Rows of box annotation data
------------------------

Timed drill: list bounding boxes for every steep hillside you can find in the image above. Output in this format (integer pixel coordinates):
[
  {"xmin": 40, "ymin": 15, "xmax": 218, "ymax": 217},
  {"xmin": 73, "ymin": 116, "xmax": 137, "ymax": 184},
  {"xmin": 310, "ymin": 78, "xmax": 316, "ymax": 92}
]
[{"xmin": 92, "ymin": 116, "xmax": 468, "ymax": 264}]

------------------------

Rewrite every line of the rows above, requests included, and scale the answers by multiplying each bounding box coordinate by 2.15 and rounding to whole numbers, with halves rounded up. Leave the numbers in the requests and their format samples unchanged.

Timed drill: list bounding boxes for every steep hillside you can find in the image above. Output in this format (integer pixel coordinates):
[
  {"xmin": 40, "ymin": 15, "xmax": 218, "ymax": 217},
  {"xmin": 73, "ymin": 116, "xmax": 137, "ymax": 184},
  {"xmin": 310, "ymin": 78, "xmax": 316, "ymax": 92}
]
[{"xmin": 198, "ymin": 249, "xmax": 1006, "ymax": 568}]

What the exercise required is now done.